Exercise inputs —
-=-=-

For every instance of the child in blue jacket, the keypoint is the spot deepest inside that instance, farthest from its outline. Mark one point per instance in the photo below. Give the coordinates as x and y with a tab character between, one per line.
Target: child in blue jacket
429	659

-=-=-

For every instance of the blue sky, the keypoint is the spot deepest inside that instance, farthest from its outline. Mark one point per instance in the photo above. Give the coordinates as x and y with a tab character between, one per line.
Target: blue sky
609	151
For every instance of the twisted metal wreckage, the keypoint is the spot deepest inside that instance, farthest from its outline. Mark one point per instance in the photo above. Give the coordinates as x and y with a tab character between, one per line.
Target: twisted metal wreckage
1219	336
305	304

-=-=-

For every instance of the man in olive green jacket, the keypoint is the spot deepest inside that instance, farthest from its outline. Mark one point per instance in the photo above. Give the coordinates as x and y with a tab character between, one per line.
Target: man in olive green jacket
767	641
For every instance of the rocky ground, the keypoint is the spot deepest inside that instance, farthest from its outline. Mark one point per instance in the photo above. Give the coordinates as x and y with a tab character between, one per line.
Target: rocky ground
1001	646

-=-=-

Task to complete — Read the listing line by line, and copy each line in which the word "between" is found.

Solution to this task —
For every instance of the child in blue jacket, the keypoint is the spot deepest inside that instance, farthest from its outline. Mark one point per instance in the photo below. Give the coordinates as x and y with a tab character between, one per line.
For every instance of the blue sky, the keypoint is the spot deepest inside that instance, farthest from its outline. Mark one point per instance in the photo above. Give the coordinates as x and y with a tab character between, one per line.
For every instance of the twisted metal wreckage, the keypoint is the spot deepest inside that instance, farthest from its outline. Mark one point per instance in the photo above. Give the coordinates as x and y with a tab character between, one per line.
For every instance of the man in olive green jacket, the keypoint is the spot deepest inside that instance, farthest from its outline. Mark one point per instance in the photo above. Give the coordinates as x and y with a tab character between, one per line.
For every instance of the rocky ground, the keypoint is the spot deepest inside that instance, farthest from its outline. Mark one point per instance in the photo above. Give the coordinates as x and y with a tab character between, one per line.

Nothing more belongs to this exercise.